TASK TO CARRY OUT: Provide an exact copy of the data, excluding the images.

PROVIDED RECORDS:
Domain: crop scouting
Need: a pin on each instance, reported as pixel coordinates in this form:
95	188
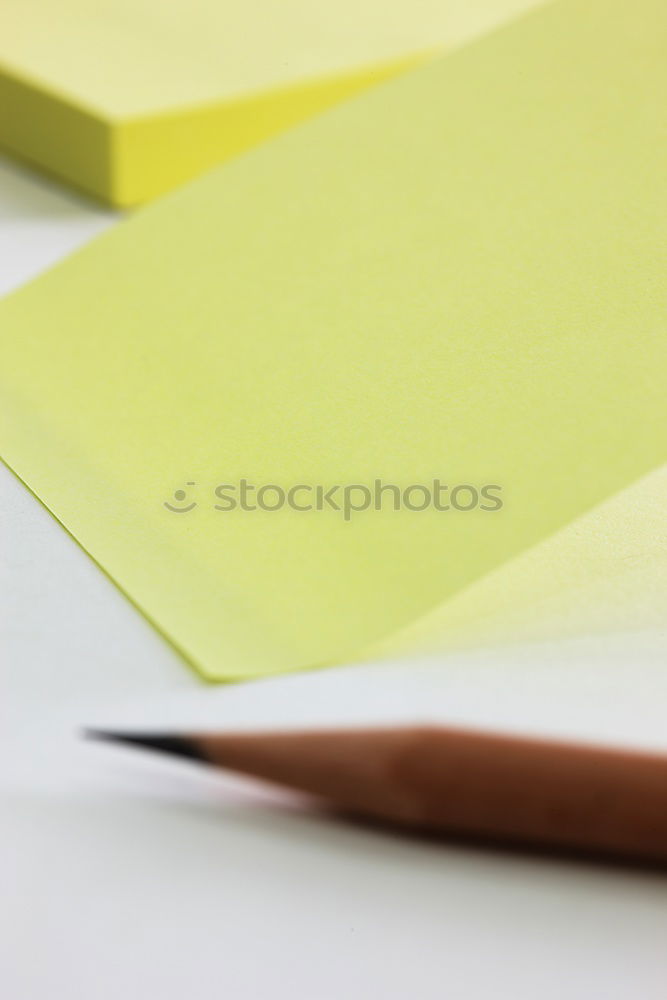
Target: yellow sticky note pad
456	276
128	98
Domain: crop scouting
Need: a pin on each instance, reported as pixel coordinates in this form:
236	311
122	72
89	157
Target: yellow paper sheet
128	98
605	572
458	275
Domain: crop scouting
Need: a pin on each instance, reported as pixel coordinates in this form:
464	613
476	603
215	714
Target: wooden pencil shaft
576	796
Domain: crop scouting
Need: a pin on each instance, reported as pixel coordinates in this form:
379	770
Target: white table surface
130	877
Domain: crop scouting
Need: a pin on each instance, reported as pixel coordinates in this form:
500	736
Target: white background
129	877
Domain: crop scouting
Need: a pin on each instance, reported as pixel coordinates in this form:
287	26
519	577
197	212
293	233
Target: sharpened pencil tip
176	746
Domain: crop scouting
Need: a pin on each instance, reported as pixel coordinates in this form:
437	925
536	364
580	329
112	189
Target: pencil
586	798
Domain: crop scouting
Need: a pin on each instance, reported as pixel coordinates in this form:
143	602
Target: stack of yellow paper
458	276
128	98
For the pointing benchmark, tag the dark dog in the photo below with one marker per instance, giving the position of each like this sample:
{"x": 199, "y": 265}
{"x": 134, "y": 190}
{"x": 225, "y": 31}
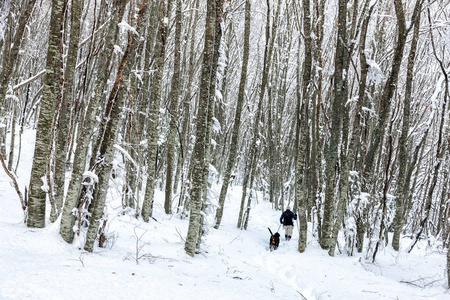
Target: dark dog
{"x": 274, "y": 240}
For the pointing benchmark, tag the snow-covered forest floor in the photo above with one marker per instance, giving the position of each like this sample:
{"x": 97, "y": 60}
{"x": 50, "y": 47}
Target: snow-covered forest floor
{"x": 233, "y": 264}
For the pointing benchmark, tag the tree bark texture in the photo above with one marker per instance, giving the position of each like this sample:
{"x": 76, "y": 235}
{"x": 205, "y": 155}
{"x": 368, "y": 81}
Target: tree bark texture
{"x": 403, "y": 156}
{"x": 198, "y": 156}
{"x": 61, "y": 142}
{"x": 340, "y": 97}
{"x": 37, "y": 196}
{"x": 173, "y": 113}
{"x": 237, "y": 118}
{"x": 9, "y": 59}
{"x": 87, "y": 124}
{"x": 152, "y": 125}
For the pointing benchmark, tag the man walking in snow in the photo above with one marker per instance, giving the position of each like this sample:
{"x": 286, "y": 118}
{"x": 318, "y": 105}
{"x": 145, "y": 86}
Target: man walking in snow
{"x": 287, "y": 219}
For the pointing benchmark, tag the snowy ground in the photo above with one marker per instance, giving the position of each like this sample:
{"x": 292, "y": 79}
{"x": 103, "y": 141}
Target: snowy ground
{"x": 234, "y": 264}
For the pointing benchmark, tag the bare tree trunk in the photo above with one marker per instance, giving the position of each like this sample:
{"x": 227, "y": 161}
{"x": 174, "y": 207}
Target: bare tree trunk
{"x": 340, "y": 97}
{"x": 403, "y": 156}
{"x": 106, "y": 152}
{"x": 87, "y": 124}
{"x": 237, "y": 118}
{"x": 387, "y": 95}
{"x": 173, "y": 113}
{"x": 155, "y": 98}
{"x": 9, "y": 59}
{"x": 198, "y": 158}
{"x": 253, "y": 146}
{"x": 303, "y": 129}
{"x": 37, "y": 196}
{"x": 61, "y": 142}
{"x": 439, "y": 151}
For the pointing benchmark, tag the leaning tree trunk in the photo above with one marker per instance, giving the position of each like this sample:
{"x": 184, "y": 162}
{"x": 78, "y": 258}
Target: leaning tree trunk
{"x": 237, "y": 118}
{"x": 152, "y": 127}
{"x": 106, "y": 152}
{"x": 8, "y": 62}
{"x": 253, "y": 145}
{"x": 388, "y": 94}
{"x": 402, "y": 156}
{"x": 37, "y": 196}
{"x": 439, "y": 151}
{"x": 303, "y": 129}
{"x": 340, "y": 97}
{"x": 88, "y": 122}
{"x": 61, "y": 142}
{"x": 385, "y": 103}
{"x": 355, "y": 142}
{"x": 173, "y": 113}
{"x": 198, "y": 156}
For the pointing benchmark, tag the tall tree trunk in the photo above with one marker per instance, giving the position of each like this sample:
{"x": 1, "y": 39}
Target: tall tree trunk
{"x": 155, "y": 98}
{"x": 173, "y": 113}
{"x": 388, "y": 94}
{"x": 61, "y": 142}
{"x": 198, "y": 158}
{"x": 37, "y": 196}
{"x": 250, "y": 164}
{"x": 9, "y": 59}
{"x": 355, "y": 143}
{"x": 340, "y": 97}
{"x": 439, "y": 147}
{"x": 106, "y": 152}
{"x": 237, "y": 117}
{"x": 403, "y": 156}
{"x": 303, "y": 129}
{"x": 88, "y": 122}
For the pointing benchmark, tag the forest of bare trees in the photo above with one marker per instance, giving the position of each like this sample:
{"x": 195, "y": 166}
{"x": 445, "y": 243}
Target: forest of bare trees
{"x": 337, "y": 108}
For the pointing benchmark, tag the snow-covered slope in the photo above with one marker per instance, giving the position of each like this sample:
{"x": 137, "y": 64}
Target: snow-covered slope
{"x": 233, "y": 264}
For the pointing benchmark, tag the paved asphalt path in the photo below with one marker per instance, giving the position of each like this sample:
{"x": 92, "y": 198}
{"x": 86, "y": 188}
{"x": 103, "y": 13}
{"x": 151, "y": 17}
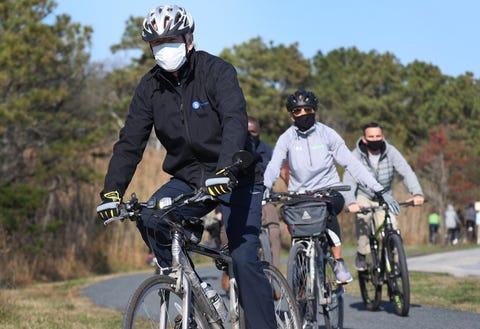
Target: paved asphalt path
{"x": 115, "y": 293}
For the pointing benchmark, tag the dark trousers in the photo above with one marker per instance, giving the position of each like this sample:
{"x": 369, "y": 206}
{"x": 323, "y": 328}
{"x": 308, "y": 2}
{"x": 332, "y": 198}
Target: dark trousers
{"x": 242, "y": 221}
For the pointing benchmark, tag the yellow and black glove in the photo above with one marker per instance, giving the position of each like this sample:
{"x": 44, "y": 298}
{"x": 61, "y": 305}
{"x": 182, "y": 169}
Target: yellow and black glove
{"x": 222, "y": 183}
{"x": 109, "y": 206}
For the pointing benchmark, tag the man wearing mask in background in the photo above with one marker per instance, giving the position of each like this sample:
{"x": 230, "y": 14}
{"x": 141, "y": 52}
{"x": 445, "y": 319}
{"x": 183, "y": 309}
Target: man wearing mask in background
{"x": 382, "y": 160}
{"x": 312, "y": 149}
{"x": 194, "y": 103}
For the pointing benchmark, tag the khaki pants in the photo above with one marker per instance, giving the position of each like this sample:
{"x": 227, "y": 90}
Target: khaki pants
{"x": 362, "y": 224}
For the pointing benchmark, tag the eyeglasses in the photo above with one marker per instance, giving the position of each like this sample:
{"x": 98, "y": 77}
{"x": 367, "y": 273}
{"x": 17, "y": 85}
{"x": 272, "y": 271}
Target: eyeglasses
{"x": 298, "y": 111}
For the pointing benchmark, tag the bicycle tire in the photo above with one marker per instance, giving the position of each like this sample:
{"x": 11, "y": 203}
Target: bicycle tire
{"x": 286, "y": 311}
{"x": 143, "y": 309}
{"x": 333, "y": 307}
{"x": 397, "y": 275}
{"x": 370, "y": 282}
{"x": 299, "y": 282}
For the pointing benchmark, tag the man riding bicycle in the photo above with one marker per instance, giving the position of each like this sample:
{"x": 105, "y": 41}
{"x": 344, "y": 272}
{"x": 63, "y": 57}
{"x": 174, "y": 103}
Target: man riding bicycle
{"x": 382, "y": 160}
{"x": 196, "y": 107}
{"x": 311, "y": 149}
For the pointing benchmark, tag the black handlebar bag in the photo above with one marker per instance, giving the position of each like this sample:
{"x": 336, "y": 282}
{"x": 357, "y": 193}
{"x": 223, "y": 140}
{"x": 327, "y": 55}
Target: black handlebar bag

RESPONSE TO THIS TASK:
Domain: crop scouting
Need: a pin on each instance, reported as pixel coordinates in this form:
95	188
Target: yellow sticky note pad
456	276
128	98
Domain: crop scouting
Need: a pin on each instance, reported as pixel coordinates in this form:
236	311
122	72
89	157
Target: yellow paper sheet
128	98
605	572
458	275
Domain: crop scouting
Need: a pin on each instance, reported as pixel coordinates in this form:
464	613
476	603
215	714
Target: wooden pencil shaft
576	796
Domain: crop scouting
Need: a pin on each instance, reported as pixel coordinates in this form:
379	770
Target: white table surface
130	877
Domain: crop scouting
Need: a pin on each instance, reported as pixel coordinates in this form:
500	736
Target: white background
129	877
Domain: crop scouting
Need: a pin on each instance, reported as pixel coordinates in this form:
287	26
519	577
197	212
293	233
Target: sharpened pencil tip
176	746
Domain: crop scouting
Need: a pin on each instance, reported as pixel coordinates in this form:
437	925
536	364
580	329
112	189
Target: pencil
586	798
Domain: crop scouting
Need: a pin on each instance, reported as pixel coordinates in this form:
143	602
Target: stack of yellow paper
458	276
128	98
For the pointing benchmark, tag the dark dog in the photo below with one marker per instance, giving the position of each like this sample:
{"x": 199, "y": 265}
{"x": 134, "y": 190}
{"x": 225, "y": 31}
Target: dark dog
{"x": 274, "y": 240}
For the pointing benchmark, tag the snow-covered forest floor in the photo above with one marker per instance, giving the position of each like this sample:
{"x": 97, "y": 60}
{"x": 50, "y": 47}
Target: snow-covered forest floor
{"x": 233, "y": 264}
For the pointing benchmark, tag the tree bark texture in the photo above with one marker per instance, giving the position of each like this sample:
{"x": 76, "y": 235}
{"x": 205, "y": 155}
{"x": 368, "y": 81}
Target: tree bark texture
{"x": 403, "y": 156}
{"x": 198, "y": 156}
{"x": 61, "y": 142}
{"x": 340, "y": 97}
{"x": 37, "y": 196}
{"x": 173, "y": 113}
{"x": 237, "y": 118}
{"x": 9, "y": 59}
{"x": 87, "y": 124}
{"x": 152, "y": 125}
For the pointing benchmark, tag the man walking in snow in the photo above with one marker per instance, giving the position of each like this sample:
{"x": 286, "y": 118}
{"x": 318, "y": 105}
{"x": 145, "y": 86}
Target: man walking in snow
{"x": 287, "y": 219}
For the pointing benchmark, tag the snowy ground in the photo above with one marker per instance, giving the position of each like this sample:
{"x": 292, "y": 79}
{"x": 103, "y": 141}
Target: snowy ground
{"x": 234, "y": 264}
For the pointing benchmark, tag the bare tree trunk in the photo above with one marker per instance, giving the position of each like this sample:
{"x": 227, "y": 161}
{"x": 174, "y": 207}
Target: bare tree trunk
{"x": 340, "y": 97}
{"x": 403, "y": 156}
{"x": 106, "y": 152}
{"x": 87, "y": 124}
{"x": 237, "y": 118}
{"x": 387, "y": 95}
{"x": 173, "y": 113}
{"x": 155, "y": 98}
{"x": 9, "y": 59}
{"x": 198, "y": 158}
{"x": 253, "y": 146}
{"x": 303, "y": 129}
{"x": 37, "y": 196}
{"x": 61, "y": 142}
{"x": 439, "y": 151}
For the pointing benchmark, tag the leaning tree trunk in the photo above with one marker per instance, giving the position of each like this sample:
{"x": 184, "y": 162}
{"x": 78, "y": 258}
Target: leaning tree trunk
{"x": 237, "y": 118}
{"x": 152, "y": 127}
{"x": 106, "y": 152}
{"x": 8, "y": 62}
{"x": 253, "y": 145}
{"x": 388, "y": 94}
{"x": 402, "y": 156}
{"x": 37, "y": 196}
{"x": 439, "y": 151}
{"x": 303, "y": 129}
{"x": 340, "y": 97}
{"x": 88, "y": 122}
{"x": 61, "y": 142}
{"x": 385, "y": 103}
{"x": 355, "y": 142}
{"x": 173, "y": 113}
{"x": 198, "y": 156}
For the pointing benchmark, tag the tall tree trunk in the photo above with one marker per instance, giving the position of each like this sample:
{"x": 1, "y": 39}
Target: tall tree trunk
{"x": 155, "y": 98}
{"x": 173, "y": 113}
{"x": 388, "y": 94}
{"x": 61, "y": 142}
{"x": 198, "y": 158}
{"x": 37, "y": 196}
{"x": 250, "y": 164}
{"x": 9, "y": 59}
{"x": 355, "y": 143}
{"x": 340, "y": 97}
{"x": 439, "y": 147}
{"x": 106, "y": 152}
{"x": 237, "y": 117}
{"x": 403, "y": 156}
{"x": 303, "y": 129}
{"x": 88, "y": 122}
For the pointing benchmark, tag the forest of bare trees in the photo above with one marker per instance, giving the position of each like this sample:
{"x": 195, "y": 166}
{"x": 445, "y": 243}
Target: forest of bare trees
{"x": 337, "y": 108}
For the pointing benchmark, tag the snow-covered slope in the photo above with one marker per instance, giving the position of each like this sample:
{"x": 137, "y": 64}
Target: snow-covered slope
{"x": 233, "y": 264}
For the pointing benchmark, tag the paved asphalt path in the photo below with one marker per instance, giving the position of each like this sample:
{"x": 92, "y": 198}
{"x": 86, "y": 188}
{"x": 103, "y": 13}
{"x": 151, "y": 17}
Target: paved asphalt path
{"x": 115, "y": 293}
For the pointing benchmark, tag the dark trousers in the photo above with one marker per instance, giving the position of each like this sample:
{"x": 369, "y": 206}
{"x": 323, "y": 328}
{"x": 308, "y": 2}
{"x": 332, "y": 198}
Target: dark trousers
{"x": 242, "y": 221}
For the pointing benchmark, tag the yellow and black glove in the photo above with one marker per instance, giving the position of each like this sample:
{"x": 44, "y": 298}
{"x": 61, "y": 305}
{"x": 182, "y": 169}
Target: yellow and black glove
{"x": 222, "y": 183}
{"x": 109, "y": 206}
For the pointing benchmark, tag the man wearing mask in background in the photo above with one marker per instance, giving the position of each like this sample:
{"x": 230, "y": 14}
{"x": 141, "y": 52}
{"x": 445, "y": 319}
{"x": 183, "y": 309}
Target: man wearing mask in background
{"x": 382, "y": 160}
{"x": 312, "y": 149}
{"x": 194, "y": 103}
For the pointing benchmark, tag the khaki pants in the photo above with one marker per instance, giving the position of each like this sample:
{"x": 227, "y": 90}
Target: khaki pants
{"x": 362, "y": 224}
For the pointing benchmark, tag the eyeglasses in the photo above with one marker per instance, giving the position of each like this sample:
{"x": 98, "y": 77}
{"x": 367, "y": 273}
{"x": 17, "y": 85}
{"x": 272, "y": 271}
Target: eyeglasses
{"x": 298, "y": 111}
For the pointing benchmark, tag the bicycle tire in the photo above with one marker per instance, giving the position of each like this sample:
{"x": 11, "y": 203}
Target: bicycle tire
{"x": 286, "y": 311}
{"x": 143, "y": 309}
{"x": 333, "y": 307}
{"x": 397, "y": 275}
{"x": 370, "y": 282}
{"x": 299, "y": 282}
For the pointing benchmark, tag the man riding bicycle in the photo above with one marker per instance, giving the position of each like this sample:
{"x": 105, "y": 41}
{"x": 344, "y": 272}
{"x": 63, "y": 57}
{"x": 174, "y": 103}
Target: man riding bicycle
{"x": 382, "y": 160}
{"x": 196, "y": 107}
{"x": 311, "y": 149}
For the pointing benchmark, tag the black handlebar bag in the photo above with one marker per instance, giving the position of each like this sample:
{"x": 336, "y": 282}
{"x": 357, "y": 193}
{"x": 223, "y": 140}
{"x": 327, "y": 55}
Target: black handlebar bag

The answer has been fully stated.